(Dataset records)
▼▼▼
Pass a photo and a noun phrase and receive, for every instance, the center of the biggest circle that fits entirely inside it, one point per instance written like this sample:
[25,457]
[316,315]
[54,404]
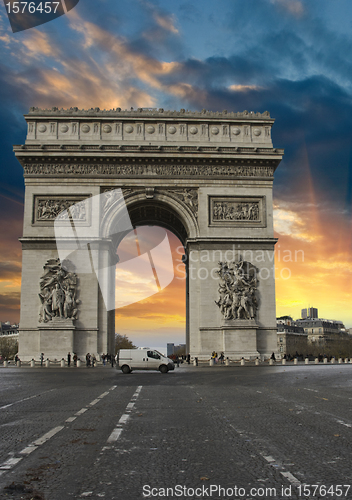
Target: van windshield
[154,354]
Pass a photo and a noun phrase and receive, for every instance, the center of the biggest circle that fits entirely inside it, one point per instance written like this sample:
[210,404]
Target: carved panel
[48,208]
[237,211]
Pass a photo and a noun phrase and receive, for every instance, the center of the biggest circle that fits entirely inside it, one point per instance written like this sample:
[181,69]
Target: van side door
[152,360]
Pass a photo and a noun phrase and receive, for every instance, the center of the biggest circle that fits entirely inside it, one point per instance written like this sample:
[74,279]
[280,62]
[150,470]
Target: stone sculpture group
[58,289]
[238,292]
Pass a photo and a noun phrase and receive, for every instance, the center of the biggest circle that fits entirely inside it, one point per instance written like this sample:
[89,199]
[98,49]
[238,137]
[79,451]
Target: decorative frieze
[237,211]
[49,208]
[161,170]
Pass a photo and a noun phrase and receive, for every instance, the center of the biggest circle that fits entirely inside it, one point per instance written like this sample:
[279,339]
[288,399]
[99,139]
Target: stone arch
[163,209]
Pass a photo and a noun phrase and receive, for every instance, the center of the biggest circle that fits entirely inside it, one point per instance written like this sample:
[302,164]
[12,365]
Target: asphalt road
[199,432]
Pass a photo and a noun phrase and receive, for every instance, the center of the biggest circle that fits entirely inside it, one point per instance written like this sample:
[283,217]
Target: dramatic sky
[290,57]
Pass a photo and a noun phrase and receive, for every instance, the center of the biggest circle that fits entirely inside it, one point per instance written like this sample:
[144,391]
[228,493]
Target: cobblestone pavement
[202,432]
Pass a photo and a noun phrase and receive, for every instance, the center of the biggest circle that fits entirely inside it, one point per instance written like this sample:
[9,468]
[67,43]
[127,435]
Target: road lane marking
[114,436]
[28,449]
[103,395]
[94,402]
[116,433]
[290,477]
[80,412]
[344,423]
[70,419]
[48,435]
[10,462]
▲▲▲
▼▼▼
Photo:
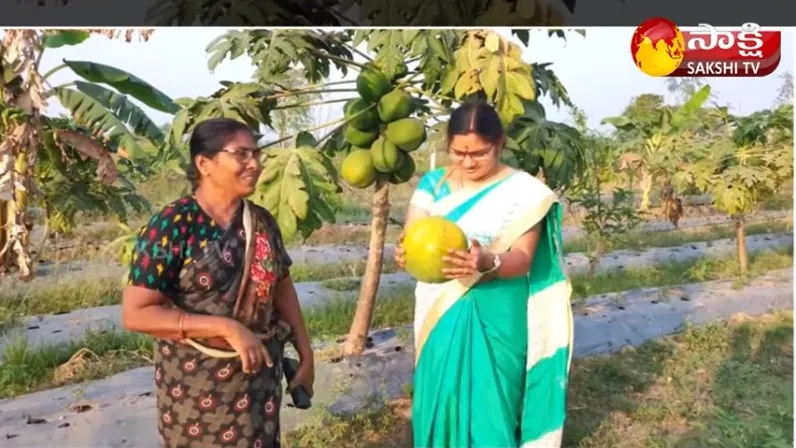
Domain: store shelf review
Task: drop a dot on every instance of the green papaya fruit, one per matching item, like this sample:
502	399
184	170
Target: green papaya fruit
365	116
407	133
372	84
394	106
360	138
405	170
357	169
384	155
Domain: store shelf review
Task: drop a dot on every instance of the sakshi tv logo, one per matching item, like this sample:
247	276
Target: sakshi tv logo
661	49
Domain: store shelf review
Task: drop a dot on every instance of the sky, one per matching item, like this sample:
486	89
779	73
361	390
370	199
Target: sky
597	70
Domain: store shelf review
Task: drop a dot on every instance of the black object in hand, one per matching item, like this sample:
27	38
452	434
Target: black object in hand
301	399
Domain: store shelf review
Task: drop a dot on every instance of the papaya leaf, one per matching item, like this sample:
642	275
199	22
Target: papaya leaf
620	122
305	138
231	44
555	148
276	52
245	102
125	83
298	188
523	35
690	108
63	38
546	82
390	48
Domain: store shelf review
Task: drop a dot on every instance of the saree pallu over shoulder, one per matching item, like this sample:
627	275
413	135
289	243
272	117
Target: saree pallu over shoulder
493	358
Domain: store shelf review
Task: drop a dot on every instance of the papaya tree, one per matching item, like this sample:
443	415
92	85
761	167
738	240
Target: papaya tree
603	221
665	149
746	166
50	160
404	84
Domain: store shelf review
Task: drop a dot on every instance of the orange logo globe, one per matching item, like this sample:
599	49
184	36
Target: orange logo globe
▲▲▲
### What is expected:
Go through the data and return each line where the word "orange" appears.

### Exercise output:
Task: drop a dot on every instance of the orange logo globe, one per matching item, like this sample:
Target: orange logo globe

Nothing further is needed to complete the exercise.